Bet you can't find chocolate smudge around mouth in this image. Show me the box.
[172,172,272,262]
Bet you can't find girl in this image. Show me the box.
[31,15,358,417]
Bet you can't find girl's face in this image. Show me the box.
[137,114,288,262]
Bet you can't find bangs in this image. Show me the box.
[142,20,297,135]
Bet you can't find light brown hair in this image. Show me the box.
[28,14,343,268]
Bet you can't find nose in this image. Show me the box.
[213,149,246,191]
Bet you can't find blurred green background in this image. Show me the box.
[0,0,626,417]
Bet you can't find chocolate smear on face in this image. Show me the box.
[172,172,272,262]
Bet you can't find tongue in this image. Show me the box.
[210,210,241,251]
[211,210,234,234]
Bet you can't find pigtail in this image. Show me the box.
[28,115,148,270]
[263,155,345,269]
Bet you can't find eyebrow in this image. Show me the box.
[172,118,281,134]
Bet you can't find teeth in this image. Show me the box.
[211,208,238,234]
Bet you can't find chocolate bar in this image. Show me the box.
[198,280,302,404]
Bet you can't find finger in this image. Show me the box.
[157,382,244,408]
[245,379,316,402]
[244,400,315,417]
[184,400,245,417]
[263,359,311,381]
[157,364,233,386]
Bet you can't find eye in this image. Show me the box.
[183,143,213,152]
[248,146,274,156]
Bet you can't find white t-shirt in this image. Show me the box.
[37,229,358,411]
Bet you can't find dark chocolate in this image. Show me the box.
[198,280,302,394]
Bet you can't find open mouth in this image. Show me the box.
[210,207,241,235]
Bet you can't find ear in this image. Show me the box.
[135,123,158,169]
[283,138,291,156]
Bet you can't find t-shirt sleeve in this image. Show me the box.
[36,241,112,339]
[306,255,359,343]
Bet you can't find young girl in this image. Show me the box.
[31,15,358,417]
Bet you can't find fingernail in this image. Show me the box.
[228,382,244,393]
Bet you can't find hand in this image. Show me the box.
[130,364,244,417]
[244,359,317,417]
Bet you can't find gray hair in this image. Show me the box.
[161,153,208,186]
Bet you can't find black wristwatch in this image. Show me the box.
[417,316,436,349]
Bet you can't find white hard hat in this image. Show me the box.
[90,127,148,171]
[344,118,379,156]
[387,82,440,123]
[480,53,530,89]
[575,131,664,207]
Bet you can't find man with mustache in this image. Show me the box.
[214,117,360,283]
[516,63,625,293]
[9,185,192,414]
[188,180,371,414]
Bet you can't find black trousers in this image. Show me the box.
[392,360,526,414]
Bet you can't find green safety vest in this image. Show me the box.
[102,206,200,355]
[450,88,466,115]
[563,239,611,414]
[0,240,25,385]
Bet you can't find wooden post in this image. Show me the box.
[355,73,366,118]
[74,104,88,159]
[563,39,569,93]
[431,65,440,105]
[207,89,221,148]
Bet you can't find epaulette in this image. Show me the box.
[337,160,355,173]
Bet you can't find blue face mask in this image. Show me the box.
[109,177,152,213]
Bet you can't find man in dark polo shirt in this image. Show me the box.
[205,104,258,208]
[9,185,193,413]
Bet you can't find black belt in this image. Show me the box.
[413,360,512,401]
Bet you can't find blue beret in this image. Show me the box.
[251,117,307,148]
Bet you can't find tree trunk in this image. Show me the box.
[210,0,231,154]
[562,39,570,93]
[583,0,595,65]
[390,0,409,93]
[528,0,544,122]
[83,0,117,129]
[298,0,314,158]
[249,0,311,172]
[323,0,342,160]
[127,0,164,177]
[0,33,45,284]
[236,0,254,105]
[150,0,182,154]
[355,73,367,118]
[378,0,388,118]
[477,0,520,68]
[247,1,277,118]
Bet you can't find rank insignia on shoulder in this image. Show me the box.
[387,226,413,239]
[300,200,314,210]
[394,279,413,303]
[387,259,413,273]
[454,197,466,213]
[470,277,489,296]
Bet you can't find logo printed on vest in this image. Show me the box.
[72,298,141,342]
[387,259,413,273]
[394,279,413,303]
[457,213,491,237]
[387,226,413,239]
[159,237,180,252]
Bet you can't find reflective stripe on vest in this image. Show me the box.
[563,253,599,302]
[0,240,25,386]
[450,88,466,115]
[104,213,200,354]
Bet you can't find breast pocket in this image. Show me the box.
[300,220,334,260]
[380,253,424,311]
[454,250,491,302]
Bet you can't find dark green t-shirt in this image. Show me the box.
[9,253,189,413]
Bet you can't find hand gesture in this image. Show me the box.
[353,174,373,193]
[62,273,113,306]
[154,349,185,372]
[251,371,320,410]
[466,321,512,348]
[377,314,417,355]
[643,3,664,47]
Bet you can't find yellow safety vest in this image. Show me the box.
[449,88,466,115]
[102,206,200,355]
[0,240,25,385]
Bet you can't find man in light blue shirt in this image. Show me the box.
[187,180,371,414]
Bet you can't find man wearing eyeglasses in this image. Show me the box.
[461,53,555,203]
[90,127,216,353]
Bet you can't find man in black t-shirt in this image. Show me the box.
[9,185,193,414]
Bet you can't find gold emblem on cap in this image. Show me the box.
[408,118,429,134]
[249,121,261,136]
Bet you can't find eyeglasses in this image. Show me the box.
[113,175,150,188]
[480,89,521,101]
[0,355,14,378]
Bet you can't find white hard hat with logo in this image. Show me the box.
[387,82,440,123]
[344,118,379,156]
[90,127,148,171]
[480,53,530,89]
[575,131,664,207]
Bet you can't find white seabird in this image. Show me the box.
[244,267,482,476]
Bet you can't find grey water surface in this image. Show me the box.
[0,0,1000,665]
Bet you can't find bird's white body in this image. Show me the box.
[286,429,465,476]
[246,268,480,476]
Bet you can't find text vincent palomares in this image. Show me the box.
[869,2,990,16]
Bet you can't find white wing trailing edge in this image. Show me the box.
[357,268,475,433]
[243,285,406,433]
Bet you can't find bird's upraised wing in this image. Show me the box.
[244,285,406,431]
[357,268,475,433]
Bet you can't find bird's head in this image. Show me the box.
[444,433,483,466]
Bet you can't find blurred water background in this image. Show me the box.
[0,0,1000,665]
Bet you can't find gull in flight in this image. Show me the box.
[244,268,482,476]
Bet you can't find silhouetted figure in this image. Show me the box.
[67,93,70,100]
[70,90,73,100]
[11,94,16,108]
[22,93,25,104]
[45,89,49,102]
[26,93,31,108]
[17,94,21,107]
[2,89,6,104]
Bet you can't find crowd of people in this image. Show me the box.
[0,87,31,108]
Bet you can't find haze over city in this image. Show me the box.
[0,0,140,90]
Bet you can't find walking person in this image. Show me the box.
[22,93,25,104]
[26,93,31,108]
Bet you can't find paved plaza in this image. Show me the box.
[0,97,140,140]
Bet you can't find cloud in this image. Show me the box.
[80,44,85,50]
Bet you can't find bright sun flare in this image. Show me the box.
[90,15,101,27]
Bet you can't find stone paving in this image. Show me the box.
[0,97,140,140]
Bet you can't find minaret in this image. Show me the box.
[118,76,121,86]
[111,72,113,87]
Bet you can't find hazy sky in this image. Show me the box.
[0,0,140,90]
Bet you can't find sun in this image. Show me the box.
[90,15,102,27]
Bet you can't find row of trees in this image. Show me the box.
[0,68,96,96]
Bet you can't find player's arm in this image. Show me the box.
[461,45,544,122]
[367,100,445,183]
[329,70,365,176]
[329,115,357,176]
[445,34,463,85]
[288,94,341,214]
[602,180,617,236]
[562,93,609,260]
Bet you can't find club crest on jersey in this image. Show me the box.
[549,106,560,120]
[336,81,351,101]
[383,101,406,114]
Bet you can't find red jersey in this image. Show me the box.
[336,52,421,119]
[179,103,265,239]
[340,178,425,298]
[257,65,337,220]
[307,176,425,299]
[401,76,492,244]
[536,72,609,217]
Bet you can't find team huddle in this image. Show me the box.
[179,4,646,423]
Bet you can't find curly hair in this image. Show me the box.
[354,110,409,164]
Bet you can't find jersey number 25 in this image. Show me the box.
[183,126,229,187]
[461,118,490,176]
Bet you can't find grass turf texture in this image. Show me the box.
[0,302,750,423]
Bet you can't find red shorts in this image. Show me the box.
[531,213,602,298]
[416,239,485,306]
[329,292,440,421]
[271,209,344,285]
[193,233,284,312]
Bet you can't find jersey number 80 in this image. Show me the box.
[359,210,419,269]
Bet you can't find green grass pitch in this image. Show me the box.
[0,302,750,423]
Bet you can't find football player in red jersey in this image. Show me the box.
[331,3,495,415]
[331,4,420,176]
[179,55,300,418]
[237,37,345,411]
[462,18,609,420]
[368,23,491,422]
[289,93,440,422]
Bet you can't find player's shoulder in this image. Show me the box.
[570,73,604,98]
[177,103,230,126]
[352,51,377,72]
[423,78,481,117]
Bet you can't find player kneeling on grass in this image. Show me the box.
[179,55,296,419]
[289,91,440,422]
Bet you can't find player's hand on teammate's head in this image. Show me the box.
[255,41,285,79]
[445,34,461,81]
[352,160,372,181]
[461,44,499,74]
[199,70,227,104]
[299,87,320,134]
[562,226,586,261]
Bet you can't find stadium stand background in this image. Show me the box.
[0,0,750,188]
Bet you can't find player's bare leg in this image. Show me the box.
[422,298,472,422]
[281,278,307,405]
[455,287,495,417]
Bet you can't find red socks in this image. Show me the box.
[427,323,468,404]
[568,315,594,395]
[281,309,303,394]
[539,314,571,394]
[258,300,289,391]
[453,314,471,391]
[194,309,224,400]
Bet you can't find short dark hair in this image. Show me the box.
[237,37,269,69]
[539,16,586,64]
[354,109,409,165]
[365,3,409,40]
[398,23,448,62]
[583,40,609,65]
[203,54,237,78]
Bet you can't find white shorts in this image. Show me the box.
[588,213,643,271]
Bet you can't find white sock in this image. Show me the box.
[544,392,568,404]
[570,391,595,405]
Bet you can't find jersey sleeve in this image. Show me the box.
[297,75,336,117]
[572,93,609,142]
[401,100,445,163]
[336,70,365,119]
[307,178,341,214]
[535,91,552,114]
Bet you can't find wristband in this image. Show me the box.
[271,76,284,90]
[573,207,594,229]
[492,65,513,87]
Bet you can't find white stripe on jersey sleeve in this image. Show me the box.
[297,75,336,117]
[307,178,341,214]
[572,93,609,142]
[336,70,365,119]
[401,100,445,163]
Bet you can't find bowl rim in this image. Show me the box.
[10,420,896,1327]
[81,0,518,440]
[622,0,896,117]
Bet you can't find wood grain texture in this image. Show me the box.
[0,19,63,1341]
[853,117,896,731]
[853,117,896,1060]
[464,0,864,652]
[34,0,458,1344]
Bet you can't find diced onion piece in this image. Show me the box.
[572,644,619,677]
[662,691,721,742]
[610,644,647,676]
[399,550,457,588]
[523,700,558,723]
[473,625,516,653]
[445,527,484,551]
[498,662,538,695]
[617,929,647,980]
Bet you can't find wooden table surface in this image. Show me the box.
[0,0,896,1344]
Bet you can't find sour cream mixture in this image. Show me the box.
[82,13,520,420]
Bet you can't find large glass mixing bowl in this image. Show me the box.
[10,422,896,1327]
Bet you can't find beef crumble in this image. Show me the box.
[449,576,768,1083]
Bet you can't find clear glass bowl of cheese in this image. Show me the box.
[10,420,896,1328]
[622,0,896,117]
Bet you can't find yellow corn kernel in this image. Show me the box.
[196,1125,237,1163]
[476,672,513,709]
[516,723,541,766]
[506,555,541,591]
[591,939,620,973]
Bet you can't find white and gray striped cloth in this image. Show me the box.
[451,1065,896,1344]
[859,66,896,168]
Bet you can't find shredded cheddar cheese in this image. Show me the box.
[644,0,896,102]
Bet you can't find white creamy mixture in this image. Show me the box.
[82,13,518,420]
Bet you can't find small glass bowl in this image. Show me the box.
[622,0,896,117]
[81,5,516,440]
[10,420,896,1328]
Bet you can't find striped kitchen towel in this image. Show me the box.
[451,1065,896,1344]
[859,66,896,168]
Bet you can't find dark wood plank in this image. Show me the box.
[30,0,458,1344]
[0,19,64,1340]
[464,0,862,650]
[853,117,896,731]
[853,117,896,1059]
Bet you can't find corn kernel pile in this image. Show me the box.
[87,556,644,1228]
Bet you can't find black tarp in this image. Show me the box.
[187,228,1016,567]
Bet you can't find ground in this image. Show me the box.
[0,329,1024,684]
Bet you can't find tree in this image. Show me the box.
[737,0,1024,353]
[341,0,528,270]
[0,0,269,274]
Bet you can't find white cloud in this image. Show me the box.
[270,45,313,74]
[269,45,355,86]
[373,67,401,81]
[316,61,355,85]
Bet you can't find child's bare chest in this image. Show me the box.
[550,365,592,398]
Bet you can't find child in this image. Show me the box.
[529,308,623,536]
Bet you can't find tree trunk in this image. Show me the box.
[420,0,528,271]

+ + + +

▶ **Challenge**: Please rewrite the items from the line holding "Bet you can't find white seabird" through the line holding "[869,2,990,16]", inclusive, swapping "grey" for "gray" and leaving all else as is. Return only those lines.

▶ **The reply**:
Bet you can't find white seabird in this image. Show me the box.
[244,267,482,476]
Bet you can't find gray water surface in this image. Show me the box.
[0,0,1000,665]
Bet you can't find bird's white body in this image. Show me the box.
[286,429,465,476]
[246,268,480,476]
Bet you can't find text vincent palomares in this image. Show me the box.
[869,2,990,16]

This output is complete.